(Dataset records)
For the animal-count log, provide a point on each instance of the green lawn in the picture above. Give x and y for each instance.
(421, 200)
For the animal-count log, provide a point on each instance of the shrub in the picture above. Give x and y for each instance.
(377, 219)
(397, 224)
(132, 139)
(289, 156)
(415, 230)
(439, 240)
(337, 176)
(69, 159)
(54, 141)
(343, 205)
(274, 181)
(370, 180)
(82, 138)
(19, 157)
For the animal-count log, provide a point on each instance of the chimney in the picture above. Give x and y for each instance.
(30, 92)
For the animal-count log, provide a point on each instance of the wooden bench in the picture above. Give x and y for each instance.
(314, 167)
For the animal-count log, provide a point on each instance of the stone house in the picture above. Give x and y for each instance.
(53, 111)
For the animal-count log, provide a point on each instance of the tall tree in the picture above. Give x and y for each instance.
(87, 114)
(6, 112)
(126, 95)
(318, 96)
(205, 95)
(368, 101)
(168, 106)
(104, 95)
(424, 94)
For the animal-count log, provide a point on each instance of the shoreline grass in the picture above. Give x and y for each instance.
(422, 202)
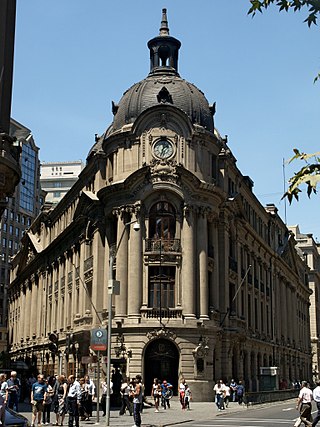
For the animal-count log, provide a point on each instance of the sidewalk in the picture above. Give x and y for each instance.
(175, 415)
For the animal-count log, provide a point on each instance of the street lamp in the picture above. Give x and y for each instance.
(111, 285)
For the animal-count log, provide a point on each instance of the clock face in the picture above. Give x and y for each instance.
(99, 334)
(163, 149)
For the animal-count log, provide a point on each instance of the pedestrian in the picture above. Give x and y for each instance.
(83, 413)
(47, 403)
(187, 397)
(227, 395)
(316, 398)
(182, 389)
(73, 400)
(219, 390)
(137, 402)
(156, 393)
(91, 392)
(104, 395)
(60, 399)
(166, 394)
(3, 397)
(240, 392)
(125, 391)
(38, 395)
(14, 389)
(233, 390)
(304, 403)
(139, 379)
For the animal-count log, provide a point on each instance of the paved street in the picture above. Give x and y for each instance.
(204, 414)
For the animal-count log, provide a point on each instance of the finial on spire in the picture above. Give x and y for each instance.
(164, 29)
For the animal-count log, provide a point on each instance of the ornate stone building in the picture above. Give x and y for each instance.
(310, 251)
(211, 285)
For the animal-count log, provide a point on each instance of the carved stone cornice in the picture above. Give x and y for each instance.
(134, 209)
(161, 333)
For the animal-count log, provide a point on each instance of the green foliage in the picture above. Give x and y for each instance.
(309, 174)
(313, 7)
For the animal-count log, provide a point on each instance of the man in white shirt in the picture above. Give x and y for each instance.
(74, 399)
(304, 403)
(316, 398)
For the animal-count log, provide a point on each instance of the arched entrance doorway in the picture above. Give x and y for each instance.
(161, 361)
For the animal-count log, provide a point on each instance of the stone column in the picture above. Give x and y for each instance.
(188, 264)
(82, 292)
(99, 280)
(135, 276)
(35, 308)
(27, 311)
(122, 268)
(215, 274)
(202, 243)
(283, 309)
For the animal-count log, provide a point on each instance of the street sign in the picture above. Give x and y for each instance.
(98, 339)
(85, 360)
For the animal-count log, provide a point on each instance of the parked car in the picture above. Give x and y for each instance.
(14, 419)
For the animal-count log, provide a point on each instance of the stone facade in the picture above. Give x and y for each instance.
(310, 251)
(211, 285)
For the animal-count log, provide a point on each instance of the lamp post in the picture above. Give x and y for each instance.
(111, 285)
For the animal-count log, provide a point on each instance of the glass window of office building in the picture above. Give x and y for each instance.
(27, 183)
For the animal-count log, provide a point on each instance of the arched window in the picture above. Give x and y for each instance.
(162, 224)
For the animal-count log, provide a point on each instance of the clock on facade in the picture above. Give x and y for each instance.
(163, 149)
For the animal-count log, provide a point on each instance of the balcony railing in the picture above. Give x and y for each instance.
(166, 313)
(70, 277)
(233, 265)
(163, 245)
(88, 263)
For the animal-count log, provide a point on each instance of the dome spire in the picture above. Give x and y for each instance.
(164, 29)
(164, 50)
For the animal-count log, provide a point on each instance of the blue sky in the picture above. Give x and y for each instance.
(73, 57)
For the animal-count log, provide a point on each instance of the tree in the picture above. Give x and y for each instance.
(309, 174)
(313, 7)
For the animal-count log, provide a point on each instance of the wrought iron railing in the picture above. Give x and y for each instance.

Work required — Write every record out again exactly, omitting the pictures they hold.

Task answer —
For the animal-count log, provide a point on each instance of the green lawn in the picture above. Give x and y for each instance.
(421, 200)
For the animal-count log, provide a point on each instance of the shrub in the picture above. Give x and y for each instance.
(377, 219)
(397, 224)
(132, 139)
(289, 156)
(415, 230)
(439, 240)
(337, 176)
(69, 159)
(54, 141)
(343, 205)
(274, 181)
(370, 180)
(82, 138)
(19, 157)
For the animal-count log, provide a point on each instance of the chimney in the picture above. Give x and y for each instance.
(30, 92)
For the animal-count log, provide a point on each instance of the wooden bench in the picture above. Give x and y for each instance.
(314, 167)
For the animal-count log, provide a point on each instance of the stone house in the picture above. Give x and y for each instance.
(53, 111)
For the animal-count log, provide a point on each instance of the tall tree in the picture above. Give x and y for each instance.
(87, 114)
(6, 112)
(126, 95)
(318, 96)
(205, 95)
(368, 101)
(168, 106)
(104, 95)
(424, 94)
For the animal-count log, provide a point on each instance of the shoreline grass in the picture above. Give x and y for each instance.
(422, 202)
For the animal-count log, provide a point on each instance of the sidewalk in the picture above. Give x and y for each instance.
(175, 415)
For the animal-count log, provide a point on each instance of the street lamp in the picture above. Give x and y for each instance.
(111, 285)
For the animal-count log, provide a point on each instance of the clock face in the picture above. Give x and y for each instance.
(99, 334)
(163, 149)
For the animal-count log, provide a point on each instance of the pedestrian in the picture above. Give x and y for each instance.
(83, 413)
(47, 403)
(187, 397)
(227, 395)
(316, 398)
(182, 389)
(73, 400)
(219, 390)
(137, 402)
(156, 393)
(91, 392)
(104, 395)
(60, 399)
(166, 394)
(3, 397)
(240, 392)
(125, 391)
(38, 395)
(14, 389)
(233, 390)
(304, 403)
(139, 379)
For the animal-count log, provide a point on each instance of the paved street in the picture above. Give x and y for each instance.
(204, 414)
For the animal-count log, provide a point on each instance of the finial on spire in the picture above. Give x and y for each instance.
(164, 29)
For the animal-count log, provide a point on each instance of the ornate stone building in the picture above. Give x and y for each instance.
(310, 251)
(211, 285)
For the animal-count log, provide a point on each instance of the carved stone cornice in the picture above. Give x and y for each instance.
(134, 209)
(161, 333)
For the animal-count log, provide a point on each instance of the green foliage in the picture above. Give x and y for each instance.
(309, 174)
(313, 7)
For the animal-count log, provide a point on each instance of the man in white shirt in the picture above. Give x and y for each instance.
(74, 399)
(304, 403)
(316, 398)
For the animal-count log, provide a point on each instance of the arched entrance doorway in the picture above. Give x and y for each instance.
(161, 361)
For the animal-count log, provide a point on each instance of the stone column in the picture above. Give x and y for each instance.
(188, 264)
(82, 292)
(99, 280)
(135, 276)
(35, 308)
(27, 311)
(122, 268)
(215, 274)
(202, 243)
(283, 309)
For the animal-count log, provide a point on each instance of the street sign in the picture above. Give x and y for each instance.
(98, 339)
(85, 360)
For the animal-count log, provide a point on each instance of the parked car in the picture above. Give x and y for each instance.
(14, 419)
For the animal-count log, provide a point on each instance of the stone facade in the picture above. Give x and y for each instance.
(310, 251)
(211, 285)
For the animal-count log, provide a point on each instance of the lamp post in the picture above. Give x and y for each instance.
(111, 285)
For the animal-count log, provide a point on each instance of the glass window of office building in the picture above. Give x and y for each instance.
(27, 183)
For the animal-count log, provide a point on each instance of the arched window in the picture above. Give x and y for each instance.
(162, 224)
For the animal-count log, provide a point on each instance of the clock on facade in the picture above. Give x and y for each instance.
(163, 149)
For the animal-count log, provide a point on each instance of the balcony railing in the picture above. Give x and y for each instance.
(166, 313)
(70, 277)
(233, 265)
(163, 245)
(88, 263)
For the animal-count log, provide a point on each instance of the dome spire in the picture above. Give x and y for each instance.
(164, 29)
(164, 50)
For the animal-count log, provide a point on each instance of the blue sky in the picture above. Give x and y for each instance.
(73, 57)
For the animal-count log, provide a point on each instance of the tree in the picture above. Give x and y for each instance.
(309, 174)
(313, 7)
For the animal-count log, provide a point on each instance of the wrought iron railing in the picture above. Give x and y for each instance.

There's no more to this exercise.